= Data to process =
* * * * * * *

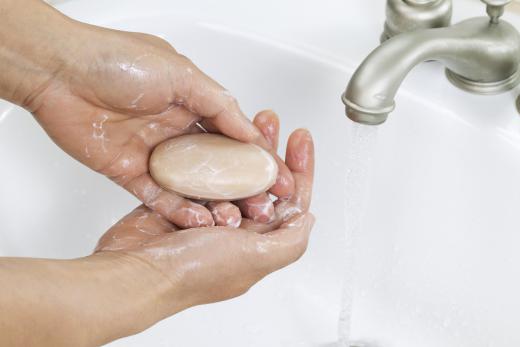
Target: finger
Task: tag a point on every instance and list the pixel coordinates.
(284, 185)
(202, 95)
(300, 160)
(269, 125)
(139, 225)
(281, 247)
(258, 208)
(171, 123)
(225, 214)
(180, 211)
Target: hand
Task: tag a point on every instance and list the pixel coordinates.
(204, 265)
(108, 97)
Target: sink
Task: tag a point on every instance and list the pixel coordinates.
(436, 259)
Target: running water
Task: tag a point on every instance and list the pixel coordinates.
(362, 139)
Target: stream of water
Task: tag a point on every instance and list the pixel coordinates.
(362, 141)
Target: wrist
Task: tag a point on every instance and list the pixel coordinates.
(126, 296)
(36, 41)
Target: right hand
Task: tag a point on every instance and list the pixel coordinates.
(204, 265)
(108, 97)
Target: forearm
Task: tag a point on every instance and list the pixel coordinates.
(83, 302)
(33, 47)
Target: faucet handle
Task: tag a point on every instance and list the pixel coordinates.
(495, 9)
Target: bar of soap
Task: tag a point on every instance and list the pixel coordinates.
(212, 167)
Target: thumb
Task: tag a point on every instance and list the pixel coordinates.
(282, 247)
(202, 95)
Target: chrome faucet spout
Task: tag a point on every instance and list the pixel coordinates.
(480, 56)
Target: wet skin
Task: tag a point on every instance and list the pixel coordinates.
(108, 97)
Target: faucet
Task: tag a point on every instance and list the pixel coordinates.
(481, 55)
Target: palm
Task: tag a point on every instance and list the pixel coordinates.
(112, 108)
(219, 263)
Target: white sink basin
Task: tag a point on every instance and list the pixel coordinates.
(437, 260)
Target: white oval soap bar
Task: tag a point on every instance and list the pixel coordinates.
(212, 167)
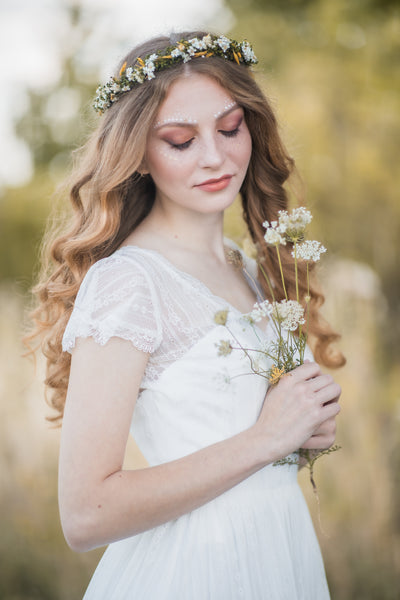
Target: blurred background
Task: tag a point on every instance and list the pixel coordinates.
(332, 70)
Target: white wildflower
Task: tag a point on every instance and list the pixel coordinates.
(294, 225)
(273, 237)
(289, 314)
(310, 250)
(260, 310)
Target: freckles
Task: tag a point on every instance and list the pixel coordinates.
(171, 155)
(229, 103)
(175, 118)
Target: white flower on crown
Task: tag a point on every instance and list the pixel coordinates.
(198, 44)
(110, 91)
(223, 43)
(129, 74)
(115, 87)
(207, 40)
(148, 69)
(248, 52)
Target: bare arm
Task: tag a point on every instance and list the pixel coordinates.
(101, 503)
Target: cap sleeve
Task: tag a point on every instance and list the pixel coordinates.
(116, 298)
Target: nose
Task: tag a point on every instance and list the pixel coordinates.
(211, 153)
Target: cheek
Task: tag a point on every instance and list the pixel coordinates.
(166, 165)
(241, 148)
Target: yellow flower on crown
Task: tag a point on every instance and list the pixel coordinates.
(147, 67)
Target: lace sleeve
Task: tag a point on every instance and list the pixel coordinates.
(116, 298)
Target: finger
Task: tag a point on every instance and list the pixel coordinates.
(328, 394)
(321, 381)
(305, 371)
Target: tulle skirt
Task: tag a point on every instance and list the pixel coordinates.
(254, 542)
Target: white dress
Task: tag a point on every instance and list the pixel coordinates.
(253, 542)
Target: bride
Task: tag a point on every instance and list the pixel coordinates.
(126, 320)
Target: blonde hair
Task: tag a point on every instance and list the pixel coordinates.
(110, 198)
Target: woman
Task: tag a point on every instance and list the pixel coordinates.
(185, 129)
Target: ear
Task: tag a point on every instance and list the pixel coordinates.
(143, 169)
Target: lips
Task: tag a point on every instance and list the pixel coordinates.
(214, 185)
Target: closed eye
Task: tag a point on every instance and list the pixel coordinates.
(231, 132)
(182, 146)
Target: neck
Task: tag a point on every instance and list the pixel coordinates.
(189, 231)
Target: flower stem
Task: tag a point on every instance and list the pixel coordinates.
(296, 272)
(267, 279)
(280, 267)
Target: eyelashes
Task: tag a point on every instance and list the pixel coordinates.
(229, 134)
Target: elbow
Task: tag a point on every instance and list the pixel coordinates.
(80, 531)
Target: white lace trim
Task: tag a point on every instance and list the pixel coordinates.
(139, 296)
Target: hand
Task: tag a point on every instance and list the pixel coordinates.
(299, 412)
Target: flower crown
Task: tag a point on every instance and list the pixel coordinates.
(183, 51)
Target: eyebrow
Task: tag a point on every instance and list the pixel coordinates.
(191, 123)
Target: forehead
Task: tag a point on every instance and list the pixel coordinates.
(194, 95)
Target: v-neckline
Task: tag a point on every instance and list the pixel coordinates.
(195, 280)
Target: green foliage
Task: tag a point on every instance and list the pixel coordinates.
(332, 69)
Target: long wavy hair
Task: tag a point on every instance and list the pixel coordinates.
(110, 198)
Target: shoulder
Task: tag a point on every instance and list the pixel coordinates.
(117, 297)
(115, 276)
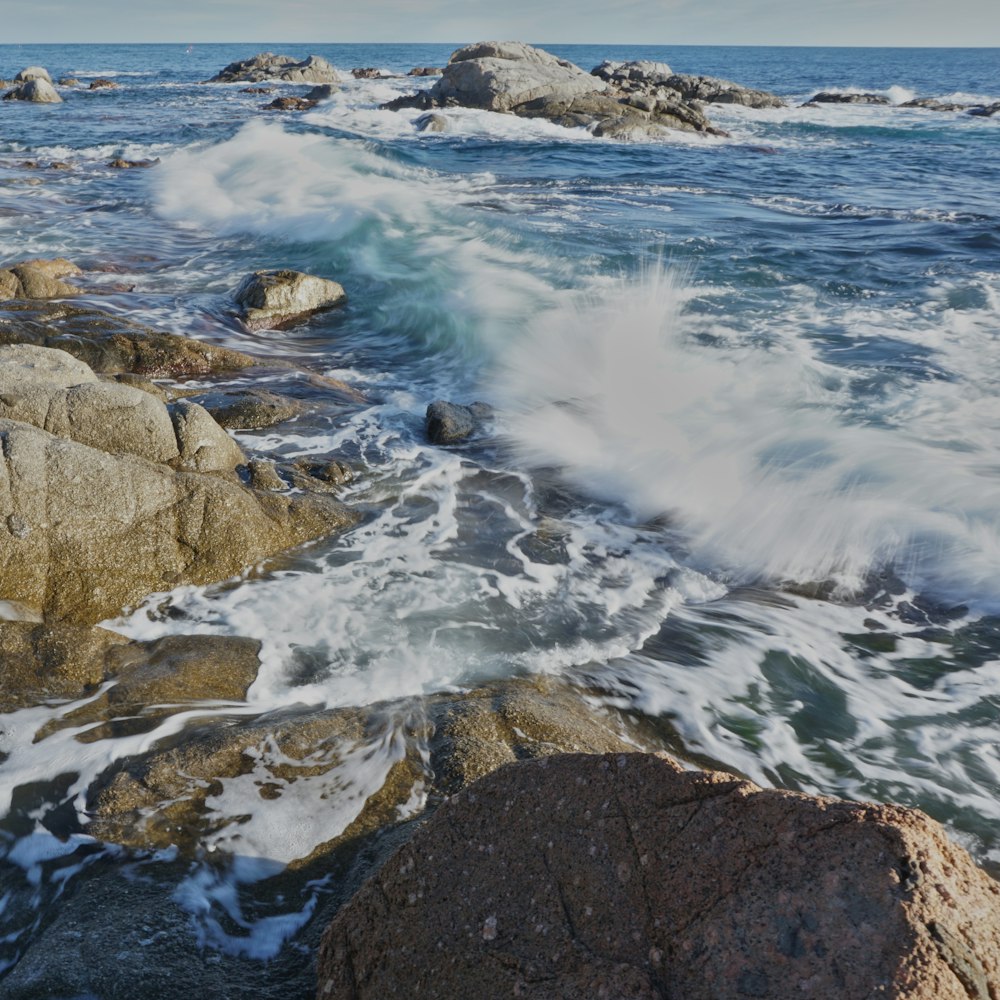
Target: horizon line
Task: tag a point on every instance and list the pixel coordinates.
(714, 45)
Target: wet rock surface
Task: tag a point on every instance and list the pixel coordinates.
(268, 66)
(450, 423)
(270, 300)
(621, 875)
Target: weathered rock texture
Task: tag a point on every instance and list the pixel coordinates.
(110, 343)
(103, 496)
(38, 279)
(269, 300)
(622, 876)
(618, 100)
(268, 66)
(38, 91)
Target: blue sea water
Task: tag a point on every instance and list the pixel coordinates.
(746, 393)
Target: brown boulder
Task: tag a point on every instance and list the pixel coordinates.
(623, 876)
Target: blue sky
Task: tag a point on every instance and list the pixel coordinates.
(668, 22)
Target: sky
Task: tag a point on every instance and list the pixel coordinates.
(662, 22)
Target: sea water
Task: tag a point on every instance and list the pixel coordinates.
(744, 475)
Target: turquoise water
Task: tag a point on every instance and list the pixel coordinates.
(781, 355)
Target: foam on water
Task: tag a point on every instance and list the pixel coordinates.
(752, 450)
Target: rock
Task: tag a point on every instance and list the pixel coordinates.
(38, 279)
(501, 76)
(268, 66)
(289, 104)
(249, 409)
(658, 80)
(110, 343)
(449, 423)
(623, 876)
(432, 123)
(322, 92)
(827, 98)
(33, 73)
(54, 391)
(37, 91)
(270, 300)
(123, 164)
(203, 445)
(89, 533)
(42, 662)
(932, 104)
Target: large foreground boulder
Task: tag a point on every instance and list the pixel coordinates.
(85, 533)
(268, 66)
(269, 300)
(623, 876)
(113, 343)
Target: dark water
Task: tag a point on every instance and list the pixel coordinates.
(781, 351)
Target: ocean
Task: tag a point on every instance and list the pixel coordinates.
(743, 479)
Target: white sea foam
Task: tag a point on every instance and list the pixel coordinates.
(751, 452)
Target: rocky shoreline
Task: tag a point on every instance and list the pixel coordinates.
(563, 853)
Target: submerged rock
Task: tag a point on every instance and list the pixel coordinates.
(111, 343)
(38, 279)
(268, 66)
(37, 91)
(828, 98)
(449, 423)
(623, 876)
(270, 300)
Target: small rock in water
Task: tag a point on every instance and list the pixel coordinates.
(270, 300)
(449, 423)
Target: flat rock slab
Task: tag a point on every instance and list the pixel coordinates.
(622, 876)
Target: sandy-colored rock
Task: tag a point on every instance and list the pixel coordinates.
(111, 343)
(622, 876)
(269, 300)
(38, 279)
(88, 533)
(500, 76)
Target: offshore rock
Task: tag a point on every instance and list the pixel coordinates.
(502, 76)
(658, 80)
(268, 66)
(109, 343)
(37, 91)
(622, 876)
(270, 300)
(38, 279)
(828, 98)
(449, 423)
(33, 73)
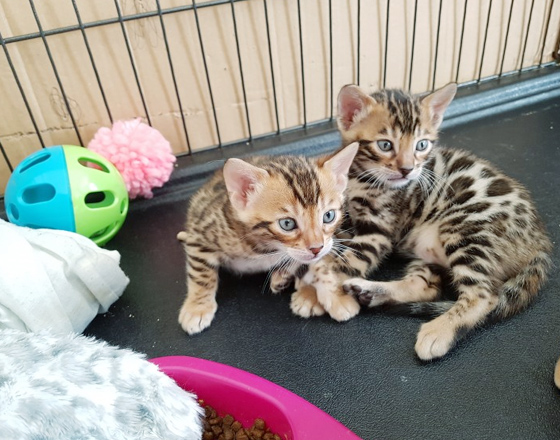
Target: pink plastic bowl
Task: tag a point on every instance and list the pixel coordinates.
(247, 397)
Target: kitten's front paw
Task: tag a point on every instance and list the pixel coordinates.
(304, 303)
(368, 293)
(343, 307)
(435, 339)
(197, 317)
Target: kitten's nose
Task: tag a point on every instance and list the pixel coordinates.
(316, 250)
(405, 171)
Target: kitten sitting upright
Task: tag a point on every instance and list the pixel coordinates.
(265, 213)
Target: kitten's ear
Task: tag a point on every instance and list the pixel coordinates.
(242, 180)
(438, 101)
(352, 106)
(339, 164)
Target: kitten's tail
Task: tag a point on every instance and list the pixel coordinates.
(515, 295)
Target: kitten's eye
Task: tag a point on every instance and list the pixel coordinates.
(287, 224)
(422, 145)
(385, 145)
(329, 216)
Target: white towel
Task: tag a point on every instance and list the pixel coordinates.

* * * * * * *

= Aim =
Can you reproduce, unchanged, the stretch from the line containing "Target: kitten's eye" through the last line of the records?

= Answer to this exercise =
Target: kitten's eye
Task: tag a point on every instance and list the pixel coordinates.
(287, 224)
(422, 145)
(385, 145)
(329, 216)
Target: white towel
Task: tag a point on every instance and list the pixel coordinates.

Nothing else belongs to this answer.